-- Provided text --
-*-*-
The 2016 report from the FDA concluded that 19 of the most commonly used antimicrobial ingredients are no more effective than ordinary soap and water, and forbade their use in soap and body wash.

"Customers may think added antimicrobials are a way to reduce infections, but in most products there is no evidence that they do," Ted Schettler, science director of the Science and Environmental Health Network, said in a statement.

Studies have shown that these chemicals may actually do more harm than good. They don't keep us from getting sick, but they can contribute to the development of antibiotic-resistant bacteria, also known as superbugs. Triclosan and triclocarban can also damage our hormones and immune systems.

And while they may no longer be appearing on our bathroom sinks or shower shelves, they're still all around us. They've leached into the environment from years of use. They're also still being added to a staggering array of consumer products, as companies create "antibacterial" clothing, toys, yoga mats, paint, food storage containers, electronics, doorknobs, and countertops.

The authors of the new consensus statement say it's time for that to stop.
-*-*-
-- Data --
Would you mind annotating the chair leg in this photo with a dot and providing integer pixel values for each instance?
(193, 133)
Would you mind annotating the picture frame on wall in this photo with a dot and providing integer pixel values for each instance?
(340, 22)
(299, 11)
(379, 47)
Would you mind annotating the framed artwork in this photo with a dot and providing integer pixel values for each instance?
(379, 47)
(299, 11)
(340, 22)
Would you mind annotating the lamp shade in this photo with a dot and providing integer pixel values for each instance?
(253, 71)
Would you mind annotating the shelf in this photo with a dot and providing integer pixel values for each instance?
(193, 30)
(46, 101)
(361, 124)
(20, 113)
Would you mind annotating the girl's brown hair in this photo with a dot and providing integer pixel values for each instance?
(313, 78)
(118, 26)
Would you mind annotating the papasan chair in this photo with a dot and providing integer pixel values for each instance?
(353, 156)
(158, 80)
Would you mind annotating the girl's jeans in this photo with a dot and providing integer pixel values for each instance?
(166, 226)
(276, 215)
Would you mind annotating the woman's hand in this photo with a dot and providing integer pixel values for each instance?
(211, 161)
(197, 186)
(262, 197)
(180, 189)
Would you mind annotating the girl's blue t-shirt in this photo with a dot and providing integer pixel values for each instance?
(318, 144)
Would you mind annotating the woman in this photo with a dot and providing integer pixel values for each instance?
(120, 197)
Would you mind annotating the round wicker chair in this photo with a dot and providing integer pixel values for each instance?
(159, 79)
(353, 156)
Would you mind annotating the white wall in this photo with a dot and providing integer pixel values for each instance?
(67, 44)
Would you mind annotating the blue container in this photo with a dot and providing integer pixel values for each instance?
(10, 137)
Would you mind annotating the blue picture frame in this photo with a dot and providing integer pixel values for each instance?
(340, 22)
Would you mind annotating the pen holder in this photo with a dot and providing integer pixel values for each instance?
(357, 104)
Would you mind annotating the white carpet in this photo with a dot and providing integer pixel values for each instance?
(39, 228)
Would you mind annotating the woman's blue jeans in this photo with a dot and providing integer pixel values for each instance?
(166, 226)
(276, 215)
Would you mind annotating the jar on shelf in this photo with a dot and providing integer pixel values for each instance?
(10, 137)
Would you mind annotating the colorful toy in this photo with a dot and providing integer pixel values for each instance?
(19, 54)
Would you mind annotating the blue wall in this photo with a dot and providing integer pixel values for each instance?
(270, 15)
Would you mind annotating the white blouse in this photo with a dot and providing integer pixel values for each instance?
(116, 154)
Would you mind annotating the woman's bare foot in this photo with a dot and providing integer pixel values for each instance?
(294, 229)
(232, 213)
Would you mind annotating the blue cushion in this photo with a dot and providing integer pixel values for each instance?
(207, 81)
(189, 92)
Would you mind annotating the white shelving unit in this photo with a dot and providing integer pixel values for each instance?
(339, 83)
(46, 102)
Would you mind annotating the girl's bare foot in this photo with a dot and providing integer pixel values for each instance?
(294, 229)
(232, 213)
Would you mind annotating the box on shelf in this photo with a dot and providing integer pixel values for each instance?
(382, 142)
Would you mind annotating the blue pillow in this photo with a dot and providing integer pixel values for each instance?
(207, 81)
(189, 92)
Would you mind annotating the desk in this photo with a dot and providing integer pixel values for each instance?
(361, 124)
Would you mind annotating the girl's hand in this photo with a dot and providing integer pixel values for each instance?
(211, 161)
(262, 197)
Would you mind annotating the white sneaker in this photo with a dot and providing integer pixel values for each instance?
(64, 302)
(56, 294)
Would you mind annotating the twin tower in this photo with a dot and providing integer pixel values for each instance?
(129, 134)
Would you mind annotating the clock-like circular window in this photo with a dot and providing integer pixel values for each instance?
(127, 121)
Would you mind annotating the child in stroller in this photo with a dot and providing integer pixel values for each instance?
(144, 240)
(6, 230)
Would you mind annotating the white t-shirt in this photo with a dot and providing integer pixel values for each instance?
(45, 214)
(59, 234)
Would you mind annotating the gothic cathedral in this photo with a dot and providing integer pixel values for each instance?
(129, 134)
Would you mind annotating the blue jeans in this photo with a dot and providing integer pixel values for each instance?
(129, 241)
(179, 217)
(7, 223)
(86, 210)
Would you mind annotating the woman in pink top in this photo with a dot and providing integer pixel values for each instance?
-*-*-
-- Complete the following --
A. Answer these questions from the text about antimicrobial chemicals:
(i) According to the 2016 FDA report, how many of the most commonly used antimicrobial ingredients are no more effective than ordinary soap and water?
(ii) Of which organization is Ted Schettler the science director?
(iii) What can triclosan and triclocarban damage?
B. Continue the text about antimicrobial chemicals from its final sentence.

-- Results for each task --
A.
(i) 19
(ii) The Science and Environmental Health Network
(iii) Our hormones and immune systems

B.
"We must develop better alternatives and prevent unneeded exposures to antimicrobial chemicals," Rolf Haden of the University of Arizona said in the statement. Haden researches where mass-produced chemicals wind up in the environment.

The statement notes that many manufacturers have simply replaced the banned chemicals with others. "I was happy that the FDA finally acted to remove these chemicals from soaps," said Arlene Blum, executive director of the Green Science Policy Institute. "But I was dismayed to discover at my local drugstore that most products now contain substitutes that may be worse."

Blum, Haden, Schettler, and their colleagues "urge scientists, governments, chemical and product manufacturers, purchasing organizations, retailers, and consumers" to avoid antimicrobial chemicals outside of medical settings. "Where antimicrobials are necessary," they write, we should "use safer alternatives that are not persistent and pose no risk to humans or ecosystems."

They recommend that manufacturers label any products containing antimicrobial chemicals so that consumers can avoid them, and they call for further research into the impacts of these compounds on us and our planet.